Working data —
※ ※ ※
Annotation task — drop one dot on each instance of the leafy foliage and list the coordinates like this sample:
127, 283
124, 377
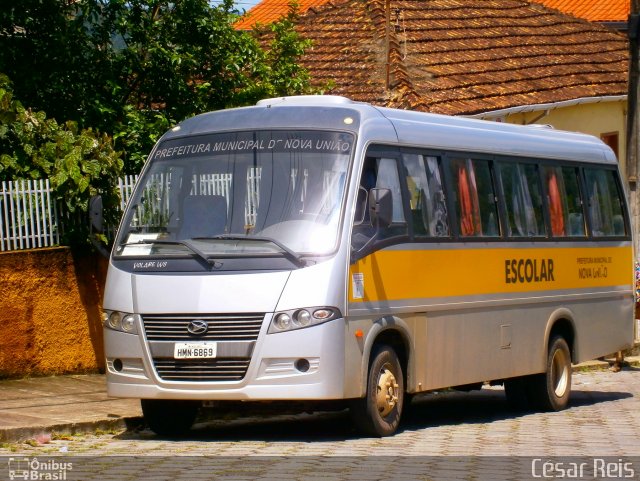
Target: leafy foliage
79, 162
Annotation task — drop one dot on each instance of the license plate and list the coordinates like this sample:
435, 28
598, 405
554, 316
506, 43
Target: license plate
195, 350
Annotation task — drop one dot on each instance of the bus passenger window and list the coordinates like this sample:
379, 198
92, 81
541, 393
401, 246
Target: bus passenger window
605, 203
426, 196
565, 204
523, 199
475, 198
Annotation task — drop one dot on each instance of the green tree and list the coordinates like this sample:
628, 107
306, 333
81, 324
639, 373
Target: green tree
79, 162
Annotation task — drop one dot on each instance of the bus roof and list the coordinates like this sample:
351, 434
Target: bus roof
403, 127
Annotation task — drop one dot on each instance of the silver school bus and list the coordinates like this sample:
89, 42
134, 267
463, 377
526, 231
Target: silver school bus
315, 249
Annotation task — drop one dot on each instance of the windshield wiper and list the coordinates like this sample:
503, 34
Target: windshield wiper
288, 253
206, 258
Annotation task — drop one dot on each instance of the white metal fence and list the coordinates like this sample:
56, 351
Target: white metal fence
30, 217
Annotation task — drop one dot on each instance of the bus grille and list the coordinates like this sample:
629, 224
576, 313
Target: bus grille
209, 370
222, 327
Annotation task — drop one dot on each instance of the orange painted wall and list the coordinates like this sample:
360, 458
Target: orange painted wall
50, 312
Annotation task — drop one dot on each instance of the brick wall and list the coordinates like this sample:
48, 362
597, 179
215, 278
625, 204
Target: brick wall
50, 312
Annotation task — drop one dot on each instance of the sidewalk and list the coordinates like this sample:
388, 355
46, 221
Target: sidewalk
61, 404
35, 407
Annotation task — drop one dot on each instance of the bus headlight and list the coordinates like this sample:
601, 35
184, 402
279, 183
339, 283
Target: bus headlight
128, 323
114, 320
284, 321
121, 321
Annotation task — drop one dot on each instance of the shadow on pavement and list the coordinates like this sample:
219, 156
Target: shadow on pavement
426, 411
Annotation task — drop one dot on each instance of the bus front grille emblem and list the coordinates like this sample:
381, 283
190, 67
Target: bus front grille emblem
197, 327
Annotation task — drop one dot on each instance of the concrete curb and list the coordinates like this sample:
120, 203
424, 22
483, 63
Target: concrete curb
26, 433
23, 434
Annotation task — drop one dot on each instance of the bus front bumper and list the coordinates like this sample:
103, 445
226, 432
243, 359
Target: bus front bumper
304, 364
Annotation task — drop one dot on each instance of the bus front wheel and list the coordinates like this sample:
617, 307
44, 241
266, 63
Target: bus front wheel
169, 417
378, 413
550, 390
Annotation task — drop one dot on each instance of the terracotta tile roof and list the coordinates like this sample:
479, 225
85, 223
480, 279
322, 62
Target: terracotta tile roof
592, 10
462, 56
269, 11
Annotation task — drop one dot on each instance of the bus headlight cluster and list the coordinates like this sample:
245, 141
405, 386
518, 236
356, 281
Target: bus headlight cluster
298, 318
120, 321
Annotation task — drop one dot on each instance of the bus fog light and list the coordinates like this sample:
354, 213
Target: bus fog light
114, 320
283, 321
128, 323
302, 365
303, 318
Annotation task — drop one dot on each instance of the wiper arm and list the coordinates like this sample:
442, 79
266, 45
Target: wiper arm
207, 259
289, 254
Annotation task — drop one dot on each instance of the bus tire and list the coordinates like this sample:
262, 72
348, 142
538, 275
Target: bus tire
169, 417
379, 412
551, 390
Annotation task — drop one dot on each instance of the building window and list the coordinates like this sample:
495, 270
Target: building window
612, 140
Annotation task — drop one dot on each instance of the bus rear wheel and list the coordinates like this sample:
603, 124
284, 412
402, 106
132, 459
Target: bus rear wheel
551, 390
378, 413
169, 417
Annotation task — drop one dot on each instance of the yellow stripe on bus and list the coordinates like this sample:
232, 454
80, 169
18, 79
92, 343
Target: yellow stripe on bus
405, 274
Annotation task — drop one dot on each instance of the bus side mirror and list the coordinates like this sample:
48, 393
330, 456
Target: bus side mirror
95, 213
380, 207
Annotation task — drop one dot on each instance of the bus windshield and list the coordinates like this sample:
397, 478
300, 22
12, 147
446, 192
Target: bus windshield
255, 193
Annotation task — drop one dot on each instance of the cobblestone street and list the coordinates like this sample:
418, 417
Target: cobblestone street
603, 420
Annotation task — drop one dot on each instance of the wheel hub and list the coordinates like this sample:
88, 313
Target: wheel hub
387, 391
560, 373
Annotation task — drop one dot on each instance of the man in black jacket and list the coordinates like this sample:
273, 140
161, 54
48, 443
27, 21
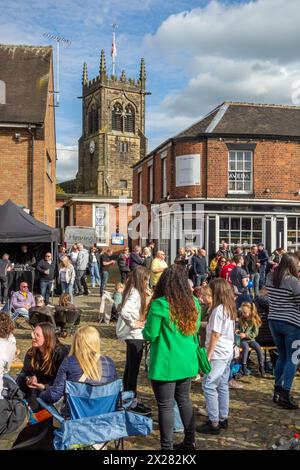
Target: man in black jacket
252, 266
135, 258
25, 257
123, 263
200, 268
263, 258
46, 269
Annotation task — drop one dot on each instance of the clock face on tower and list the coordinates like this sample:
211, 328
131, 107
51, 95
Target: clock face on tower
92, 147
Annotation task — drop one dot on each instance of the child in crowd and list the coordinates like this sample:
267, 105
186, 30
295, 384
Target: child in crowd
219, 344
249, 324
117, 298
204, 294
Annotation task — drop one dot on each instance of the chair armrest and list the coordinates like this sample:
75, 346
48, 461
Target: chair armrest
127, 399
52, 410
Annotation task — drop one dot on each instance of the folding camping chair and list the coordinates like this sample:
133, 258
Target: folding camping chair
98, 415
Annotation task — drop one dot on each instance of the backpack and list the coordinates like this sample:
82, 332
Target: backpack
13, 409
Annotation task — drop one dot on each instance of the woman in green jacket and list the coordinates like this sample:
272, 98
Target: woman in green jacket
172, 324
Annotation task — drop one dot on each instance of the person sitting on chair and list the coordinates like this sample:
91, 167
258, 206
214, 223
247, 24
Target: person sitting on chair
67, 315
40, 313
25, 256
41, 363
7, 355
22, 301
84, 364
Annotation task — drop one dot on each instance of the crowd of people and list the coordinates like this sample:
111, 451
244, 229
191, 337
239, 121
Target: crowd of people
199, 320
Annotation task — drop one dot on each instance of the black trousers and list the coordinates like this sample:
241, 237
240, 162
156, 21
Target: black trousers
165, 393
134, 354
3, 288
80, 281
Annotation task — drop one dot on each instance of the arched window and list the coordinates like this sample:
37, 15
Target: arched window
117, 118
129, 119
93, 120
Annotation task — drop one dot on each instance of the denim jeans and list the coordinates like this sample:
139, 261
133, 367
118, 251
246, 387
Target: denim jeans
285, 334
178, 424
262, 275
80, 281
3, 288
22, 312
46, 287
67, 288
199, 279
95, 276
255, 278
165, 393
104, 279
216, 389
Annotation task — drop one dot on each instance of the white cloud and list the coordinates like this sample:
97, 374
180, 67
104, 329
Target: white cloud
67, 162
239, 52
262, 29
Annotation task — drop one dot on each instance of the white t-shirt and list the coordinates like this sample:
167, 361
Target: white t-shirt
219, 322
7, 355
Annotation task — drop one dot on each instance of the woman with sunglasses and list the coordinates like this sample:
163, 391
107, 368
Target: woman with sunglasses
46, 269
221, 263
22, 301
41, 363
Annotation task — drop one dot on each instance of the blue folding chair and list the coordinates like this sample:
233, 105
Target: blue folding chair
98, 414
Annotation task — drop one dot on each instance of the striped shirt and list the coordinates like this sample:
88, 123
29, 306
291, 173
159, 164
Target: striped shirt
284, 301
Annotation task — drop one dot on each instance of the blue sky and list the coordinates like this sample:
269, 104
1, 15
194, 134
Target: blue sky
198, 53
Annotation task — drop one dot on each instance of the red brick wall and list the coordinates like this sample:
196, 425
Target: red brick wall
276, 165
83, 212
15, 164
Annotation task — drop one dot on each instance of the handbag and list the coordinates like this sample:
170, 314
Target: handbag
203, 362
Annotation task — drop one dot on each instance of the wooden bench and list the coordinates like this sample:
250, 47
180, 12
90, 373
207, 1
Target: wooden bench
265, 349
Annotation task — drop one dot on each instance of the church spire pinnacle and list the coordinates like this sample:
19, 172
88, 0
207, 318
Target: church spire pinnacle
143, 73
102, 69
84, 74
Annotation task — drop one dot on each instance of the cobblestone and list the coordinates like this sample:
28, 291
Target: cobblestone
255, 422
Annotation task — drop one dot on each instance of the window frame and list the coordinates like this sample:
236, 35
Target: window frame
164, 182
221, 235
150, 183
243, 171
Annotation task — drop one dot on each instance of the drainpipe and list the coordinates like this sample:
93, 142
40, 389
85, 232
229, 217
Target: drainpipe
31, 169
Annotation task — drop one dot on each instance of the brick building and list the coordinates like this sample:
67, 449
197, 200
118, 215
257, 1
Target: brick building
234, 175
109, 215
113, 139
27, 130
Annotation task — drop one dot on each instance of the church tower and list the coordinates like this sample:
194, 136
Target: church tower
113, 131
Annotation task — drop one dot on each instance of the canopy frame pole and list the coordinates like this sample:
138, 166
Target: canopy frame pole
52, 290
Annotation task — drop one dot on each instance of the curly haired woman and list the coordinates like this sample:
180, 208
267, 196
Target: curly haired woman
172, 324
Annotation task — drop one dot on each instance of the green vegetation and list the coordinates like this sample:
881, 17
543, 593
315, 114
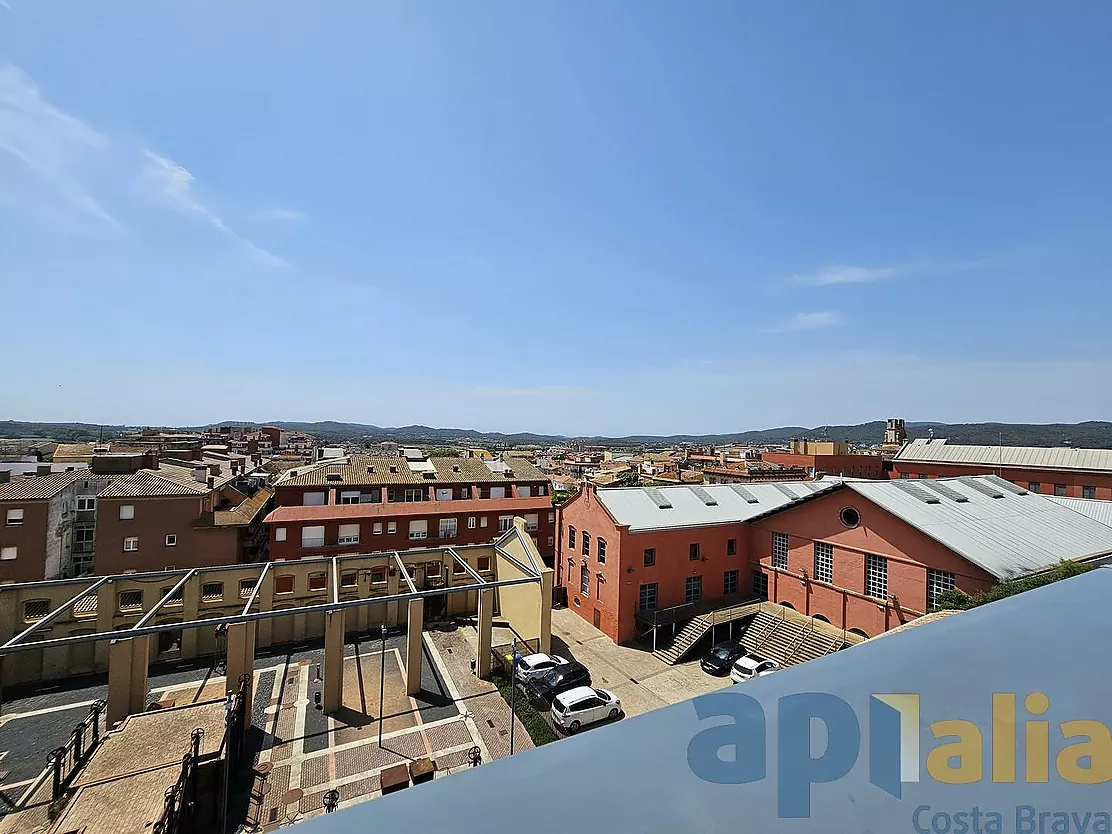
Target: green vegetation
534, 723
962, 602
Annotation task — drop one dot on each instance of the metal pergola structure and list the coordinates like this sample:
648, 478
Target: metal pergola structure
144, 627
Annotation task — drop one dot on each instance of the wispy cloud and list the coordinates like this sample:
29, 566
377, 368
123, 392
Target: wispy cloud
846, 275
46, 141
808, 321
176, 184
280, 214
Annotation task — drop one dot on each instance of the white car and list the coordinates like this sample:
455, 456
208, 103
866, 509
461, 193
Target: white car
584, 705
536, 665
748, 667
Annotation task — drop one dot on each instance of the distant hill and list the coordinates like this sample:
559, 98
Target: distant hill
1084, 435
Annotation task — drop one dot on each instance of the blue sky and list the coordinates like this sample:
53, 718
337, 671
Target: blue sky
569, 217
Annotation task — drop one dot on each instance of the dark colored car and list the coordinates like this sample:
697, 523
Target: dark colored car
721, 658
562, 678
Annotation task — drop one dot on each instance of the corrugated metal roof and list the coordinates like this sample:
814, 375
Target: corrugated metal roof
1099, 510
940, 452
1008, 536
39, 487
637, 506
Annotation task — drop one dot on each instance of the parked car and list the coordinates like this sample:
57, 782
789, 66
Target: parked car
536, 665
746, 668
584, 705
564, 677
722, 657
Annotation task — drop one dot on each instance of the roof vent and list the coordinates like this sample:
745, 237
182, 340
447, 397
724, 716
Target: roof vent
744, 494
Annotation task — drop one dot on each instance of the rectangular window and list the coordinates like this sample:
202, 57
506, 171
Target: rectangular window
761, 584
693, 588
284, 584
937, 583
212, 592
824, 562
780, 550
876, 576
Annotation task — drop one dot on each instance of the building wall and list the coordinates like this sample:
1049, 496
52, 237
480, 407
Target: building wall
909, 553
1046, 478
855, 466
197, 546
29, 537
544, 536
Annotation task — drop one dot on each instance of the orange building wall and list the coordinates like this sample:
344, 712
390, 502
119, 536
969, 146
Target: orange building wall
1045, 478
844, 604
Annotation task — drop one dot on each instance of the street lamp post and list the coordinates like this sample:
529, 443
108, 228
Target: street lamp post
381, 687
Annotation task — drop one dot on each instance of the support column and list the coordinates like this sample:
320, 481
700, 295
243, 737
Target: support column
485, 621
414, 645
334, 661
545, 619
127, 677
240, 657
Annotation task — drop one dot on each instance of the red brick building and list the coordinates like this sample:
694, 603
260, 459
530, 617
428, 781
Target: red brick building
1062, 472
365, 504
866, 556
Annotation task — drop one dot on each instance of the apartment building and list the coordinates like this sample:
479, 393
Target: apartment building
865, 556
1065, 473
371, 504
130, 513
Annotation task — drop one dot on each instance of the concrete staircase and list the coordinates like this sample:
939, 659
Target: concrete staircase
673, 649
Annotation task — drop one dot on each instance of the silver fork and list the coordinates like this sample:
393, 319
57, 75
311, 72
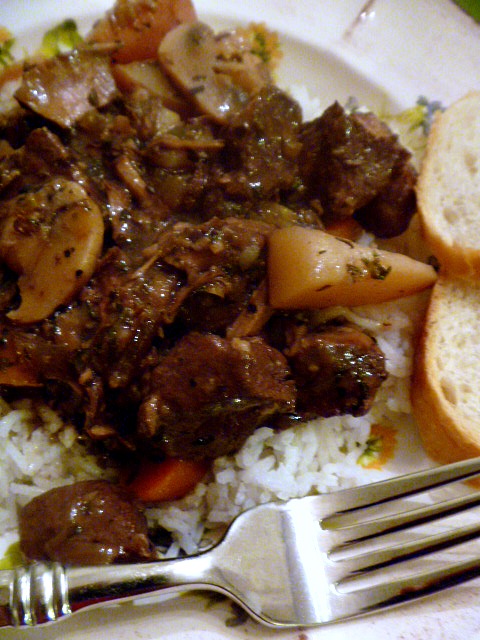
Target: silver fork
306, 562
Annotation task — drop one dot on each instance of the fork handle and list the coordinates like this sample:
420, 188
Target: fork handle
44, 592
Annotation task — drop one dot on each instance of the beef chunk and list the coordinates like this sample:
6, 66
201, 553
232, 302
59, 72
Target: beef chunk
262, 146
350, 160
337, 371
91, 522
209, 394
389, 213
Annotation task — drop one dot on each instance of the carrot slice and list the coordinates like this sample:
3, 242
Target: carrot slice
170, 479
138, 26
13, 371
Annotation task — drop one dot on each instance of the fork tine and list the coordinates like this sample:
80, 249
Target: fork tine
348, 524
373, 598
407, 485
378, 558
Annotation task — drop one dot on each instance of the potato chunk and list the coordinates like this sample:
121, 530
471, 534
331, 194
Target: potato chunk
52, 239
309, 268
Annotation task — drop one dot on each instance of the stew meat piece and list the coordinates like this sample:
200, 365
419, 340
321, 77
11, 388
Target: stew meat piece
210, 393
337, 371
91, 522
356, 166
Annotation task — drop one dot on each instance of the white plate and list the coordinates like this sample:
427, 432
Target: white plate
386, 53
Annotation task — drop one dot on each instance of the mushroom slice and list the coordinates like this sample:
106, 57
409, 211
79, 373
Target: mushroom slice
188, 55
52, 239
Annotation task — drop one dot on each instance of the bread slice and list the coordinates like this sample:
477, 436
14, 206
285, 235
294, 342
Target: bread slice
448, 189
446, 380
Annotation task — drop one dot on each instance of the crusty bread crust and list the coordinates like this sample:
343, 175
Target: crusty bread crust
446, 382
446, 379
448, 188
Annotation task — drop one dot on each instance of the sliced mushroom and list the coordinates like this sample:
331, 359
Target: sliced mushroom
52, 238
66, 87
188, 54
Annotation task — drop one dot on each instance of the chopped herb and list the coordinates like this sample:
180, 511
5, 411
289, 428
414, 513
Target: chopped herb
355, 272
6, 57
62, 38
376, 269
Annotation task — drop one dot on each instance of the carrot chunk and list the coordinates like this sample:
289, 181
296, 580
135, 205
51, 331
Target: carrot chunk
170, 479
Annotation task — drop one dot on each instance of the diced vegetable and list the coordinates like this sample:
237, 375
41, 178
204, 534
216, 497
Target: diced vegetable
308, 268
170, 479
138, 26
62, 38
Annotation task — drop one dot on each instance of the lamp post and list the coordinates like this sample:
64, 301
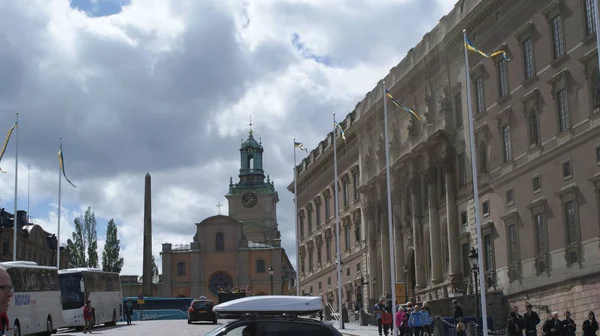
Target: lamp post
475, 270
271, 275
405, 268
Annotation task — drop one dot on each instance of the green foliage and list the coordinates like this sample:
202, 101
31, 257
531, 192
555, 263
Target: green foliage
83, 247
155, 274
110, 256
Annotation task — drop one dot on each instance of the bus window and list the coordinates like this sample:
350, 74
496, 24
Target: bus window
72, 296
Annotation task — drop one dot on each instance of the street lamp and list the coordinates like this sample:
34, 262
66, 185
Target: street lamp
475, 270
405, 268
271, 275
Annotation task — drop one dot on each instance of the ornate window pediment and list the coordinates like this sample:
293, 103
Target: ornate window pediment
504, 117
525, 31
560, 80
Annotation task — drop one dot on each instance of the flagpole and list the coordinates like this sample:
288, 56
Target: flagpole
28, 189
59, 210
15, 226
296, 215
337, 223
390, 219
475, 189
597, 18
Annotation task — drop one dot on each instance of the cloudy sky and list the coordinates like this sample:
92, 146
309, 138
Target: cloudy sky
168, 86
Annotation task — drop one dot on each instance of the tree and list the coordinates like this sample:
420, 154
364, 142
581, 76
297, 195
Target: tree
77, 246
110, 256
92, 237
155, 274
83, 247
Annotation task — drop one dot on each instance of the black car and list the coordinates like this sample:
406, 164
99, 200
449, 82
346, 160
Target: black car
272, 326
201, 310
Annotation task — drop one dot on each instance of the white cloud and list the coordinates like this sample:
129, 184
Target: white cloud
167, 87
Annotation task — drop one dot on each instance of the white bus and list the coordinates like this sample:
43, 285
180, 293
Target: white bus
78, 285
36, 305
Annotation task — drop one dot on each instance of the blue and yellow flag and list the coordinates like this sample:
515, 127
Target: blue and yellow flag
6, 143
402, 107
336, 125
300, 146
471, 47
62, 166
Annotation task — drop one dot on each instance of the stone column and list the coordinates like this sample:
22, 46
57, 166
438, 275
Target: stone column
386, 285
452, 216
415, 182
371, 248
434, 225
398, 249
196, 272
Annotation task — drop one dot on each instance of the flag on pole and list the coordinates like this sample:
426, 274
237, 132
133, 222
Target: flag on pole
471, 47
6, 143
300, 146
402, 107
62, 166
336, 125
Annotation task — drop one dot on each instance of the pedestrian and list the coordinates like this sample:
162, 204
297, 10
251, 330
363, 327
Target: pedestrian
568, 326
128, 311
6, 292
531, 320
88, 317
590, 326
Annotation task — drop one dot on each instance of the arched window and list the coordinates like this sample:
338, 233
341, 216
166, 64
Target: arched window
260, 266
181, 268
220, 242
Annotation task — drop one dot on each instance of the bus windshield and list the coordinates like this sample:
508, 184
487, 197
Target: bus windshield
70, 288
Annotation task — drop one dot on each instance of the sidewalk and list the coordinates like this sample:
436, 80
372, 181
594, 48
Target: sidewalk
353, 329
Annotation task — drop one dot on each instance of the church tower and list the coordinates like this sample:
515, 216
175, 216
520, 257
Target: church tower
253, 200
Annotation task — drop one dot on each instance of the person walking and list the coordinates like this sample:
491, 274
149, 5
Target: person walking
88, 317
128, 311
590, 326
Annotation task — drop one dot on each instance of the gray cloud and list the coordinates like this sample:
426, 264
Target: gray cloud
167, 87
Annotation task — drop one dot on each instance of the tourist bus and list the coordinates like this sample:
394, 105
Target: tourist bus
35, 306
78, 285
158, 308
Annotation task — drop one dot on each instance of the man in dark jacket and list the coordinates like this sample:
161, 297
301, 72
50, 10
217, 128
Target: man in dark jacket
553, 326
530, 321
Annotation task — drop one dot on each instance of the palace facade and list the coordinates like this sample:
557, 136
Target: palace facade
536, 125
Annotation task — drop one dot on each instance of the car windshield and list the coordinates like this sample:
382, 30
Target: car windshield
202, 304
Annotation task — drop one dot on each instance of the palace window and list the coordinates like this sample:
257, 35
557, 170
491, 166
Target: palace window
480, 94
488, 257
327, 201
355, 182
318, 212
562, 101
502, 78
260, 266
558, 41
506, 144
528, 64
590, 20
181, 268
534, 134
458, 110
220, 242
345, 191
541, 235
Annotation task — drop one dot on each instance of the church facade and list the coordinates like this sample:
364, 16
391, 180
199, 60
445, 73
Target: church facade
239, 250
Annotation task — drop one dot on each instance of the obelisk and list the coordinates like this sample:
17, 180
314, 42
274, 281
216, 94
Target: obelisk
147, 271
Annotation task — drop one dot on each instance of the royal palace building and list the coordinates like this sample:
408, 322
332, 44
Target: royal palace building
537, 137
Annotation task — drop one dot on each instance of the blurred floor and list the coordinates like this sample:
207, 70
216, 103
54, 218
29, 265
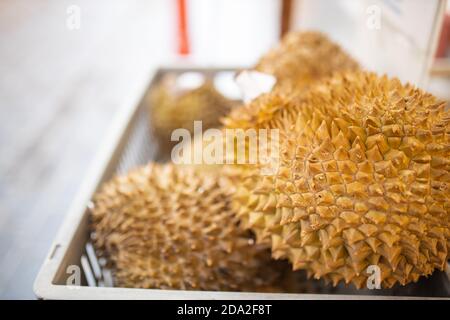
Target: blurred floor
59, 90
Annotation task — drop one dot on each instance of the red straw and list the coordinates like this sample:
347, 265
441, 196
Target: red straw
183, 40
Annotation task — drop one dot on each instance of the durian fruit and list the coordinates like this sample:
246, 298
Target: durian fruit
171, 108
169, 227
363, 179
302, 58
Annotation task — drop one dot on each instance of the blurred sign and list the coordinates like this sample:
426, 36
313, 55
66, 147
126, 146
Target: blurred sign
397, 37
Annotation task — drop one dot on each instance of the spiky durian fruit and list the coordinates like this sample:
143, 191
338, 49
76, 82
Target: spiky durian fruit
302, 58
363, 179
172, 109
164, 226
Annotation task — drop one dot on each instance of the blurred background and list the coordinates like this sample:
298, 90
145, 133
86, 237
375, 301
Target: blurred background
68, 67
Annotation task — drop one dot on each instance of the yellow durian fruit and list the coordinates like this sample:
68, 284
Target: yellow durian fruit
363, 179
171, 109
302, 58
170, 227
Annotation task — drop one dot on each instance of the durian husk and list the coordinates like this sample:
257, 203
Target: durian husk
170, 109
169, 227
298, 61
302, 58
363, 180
※ ※ ※
Directive —
Look above for the line that holds "the blurred sign", then copy it and each line after it exactly, through the last line of the data.

Exercise output —
Annotation task — drop one dot on each instance of the blurred sign and list the coordinates like this sample:
426, 36
313, 55
66, 147
126, 146
Target: blurred sign
397, 37
Annotation task — drop one dot on each instance of the spiky durian fruit and list the coordinates like this sample:
143, 191
338, 49
76, 82
Target: spiky durian fruit
302, 58
363, 179
172, 109
164, 226
Annotation task — drop one dot on each instance of the blurred background and list the coordinates like this sample:
298, 90
145, 133
86, 237
375, 301
Target: blurred background
68, 67
Annotation task — drop one dot on each instance of the yellow durian fruit and list the coordinates like this sample:
68, 284
Target: yellow durian fruit
363, 179
171, 109
302, 58
170, 227
Annotation task — drop one dot on each instance of the durian husk and list the coordinates like this sample:
257, 203
Target: durian husk
170, 109
169, 227
298, 61
302, 58
363, 180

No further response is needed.